EXERCISE INSTRUCTIONS:
Resume the article on the Cyprus bank bailout, picking up right after its final sentence.

As the economist Paul Krugman put it, it was as if Europeans were holding up a sign which read "time to stage a run on your bank". In Europe's corridors of power there is the sound and sight of officials pointing fingers and rowing back from previous positions held.
Here's the reality: Cyprus's banks will remain closed at least until Thursday while they try and unravel this. The Cypriot parliament may delay again today voting on a bailout deal that has brought protesters onto the streets. Bank shares in Europe have been under pressure. The markets are unnerved. Fear has returned to the eurozone. The EU's reputation has been damaged.
Not a good day's work.
So what's happening? After a conference call on Monday, Europe's finance ministers said that small savers, who were going to be taxed at 6.5%, should be protected.
A new proposal from the finance ministry has surfaced today. The aim is to better protect the small savers. Under the plan those with savings less than 20,000 euros would pay nothing. Those with deposits between 20,000 and 100,000 would pay a one-off levy of 6.75%. Savings above 100,000 would face a 9.9% tax.
The proposal leaves in doubt whether it could raise the nearly 6bn euros that was a central part of the bailout deal.
And in a further indication of just how complicated this could become, the Cypriot Central Bank Governor Panicos Demetriades said he expected that 10% of deposits would be withdrawn when banks finally open.
The Cypriot government appears to have decided against raising the levy on those with deposits of more than 100,000 euros to over 15%.
Here's the rub: The government fears this would effectively destroy its financial sector. Those wealthy Russians, who are the largest foreign investors, are likely to pull their funds out of the island if the one-off tax is too high. The Russians are angry and the Cypriot finance minister is heading to Moscow to explain.
On verge of bankruptcy
The Cypriots argue that the bailout would end up undermining a key sector of the economy. The suspicion in Nicosia is that it is precisely what countries like Germany want. They don't like tax havens for the wealthy.
So how did Europe get itself into this tangle? As always Germany is the starting point. For Chancellor Angela Merkel there was a moral element to this. "Anyone having their money in Cypriot banks," she said, "must contribute to the Cypriot bailout". In other words it can't just be left to the taxpayers of other countries.

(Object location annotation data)
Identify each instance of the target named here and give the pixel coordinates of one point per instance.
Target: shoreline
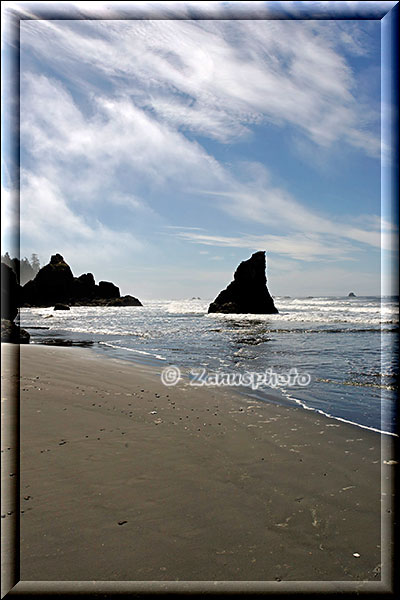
(270, 396)
(125, 479)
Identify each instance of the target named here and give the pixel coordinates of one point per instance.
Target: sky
(159, 154)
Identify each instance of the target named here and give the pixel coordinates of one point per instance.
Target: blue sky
(160, 153)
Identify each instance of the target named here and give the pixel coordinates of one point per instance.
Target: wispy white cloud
(120, 103)
(216, 77)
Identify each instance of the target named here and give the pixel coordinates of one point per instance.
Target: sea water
(348, 346)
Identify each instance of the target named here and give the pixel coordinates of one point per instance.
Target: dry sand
(124, 479)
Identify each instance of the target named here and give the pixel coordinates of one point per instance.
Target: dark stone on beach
(60, 306)
(55, 285)
(10, 293)
(11, 333)
(248, 292)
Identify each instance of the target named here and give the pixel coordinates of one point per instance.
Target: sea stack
(10, 298)
(248, 292)
(56, 285)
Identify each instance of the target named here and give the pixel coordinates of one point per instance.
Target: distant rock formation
(59, 306)
(10, 299)
(55, 284)
(12, 333)
(10, 291)
(248, 292)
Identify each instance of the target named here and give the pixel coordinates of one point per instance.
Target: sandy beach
(124, 479)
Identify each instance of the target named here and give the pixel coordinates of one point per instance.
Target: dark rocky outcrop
(55, 284)
(10, 299)
(10, 291)
(248, 292)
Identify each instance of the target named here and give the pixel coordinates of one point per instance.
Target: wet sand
(124, 479)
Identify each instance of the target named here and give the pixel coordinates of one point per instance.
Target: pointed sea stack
(248, 292)
(56, 286)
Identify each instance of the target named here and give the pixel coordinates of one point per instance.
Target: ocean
(347, 346)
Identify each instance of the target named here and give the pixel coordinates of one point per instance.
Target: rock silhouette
(55, 285)
(10, 299)
(248, 292)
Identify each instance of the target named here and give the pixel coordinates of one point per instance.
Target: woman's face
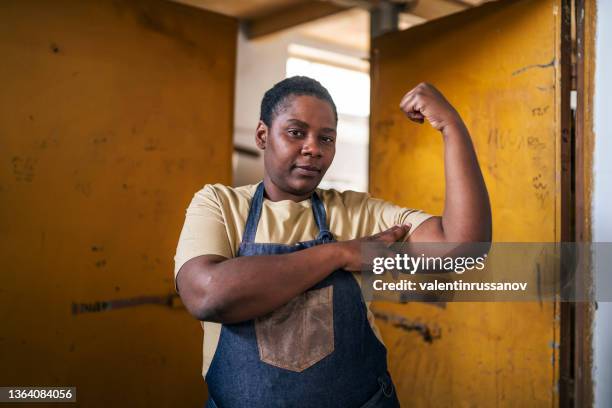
(300, 144)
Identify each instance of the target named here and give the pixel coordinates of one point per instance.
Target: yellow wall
(112, 114)
(498, 64)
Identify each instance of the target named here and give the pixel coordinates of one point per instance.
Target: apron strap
(318, 210)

SOLVED EXERCISE:
The Cypriots say that the German Finance Minister Wolfgang Schaeuble was a strong proponent of taxing savers. At the talks the IMF also played tough. It insisted that Cypriot debt had to be sustainable and that meant reducing the size of the debt. So depositors were lined up to take a "haircut" - a slice from their savings.
The Cypriots tried to hold out but they were faced with a veiled threat. The European Central Bank (ECB) might stop providing funds to Cyprus's two major banks. Without support, the banks would collapse and bankruptcy would follow.
When the protests started, Mr Schaeuble tried to distance himself from what had been decided in Brussels. He told German TV that it was the European Commission and the ECB that had "decided on this solution and must explain that to the Cypriot people". The Cypriots say it was the Germans who had pushed hard for the levy on depositors. Berlin says "yes" but not on small depositors.
The arguments, no doubt, will continue. The legacy of this will be harder to forget.
Domino effect?
A suspicion will linger in places like Italy and Spain that, although European officials insist this was a one-off deal, depositors elsewhere might face a tax on their accounts.
There will also be the suspicion that the finance ministers were willing to undermine the Europe-wide deposit insurance scheme with a sleight of hand.
The episode also underlines again how much resentment is building in southern Europe towards the north and Germany in particular. Many of the protesters in Nicosia are openly antagonistic towards Angela Merkel and Berlin.
There will be a question whether - as with previous bailouts - the measures adopted will damage the very economy they are intended to save.
Cyprus reminds Europe how dangerous the eurozone crisis remains.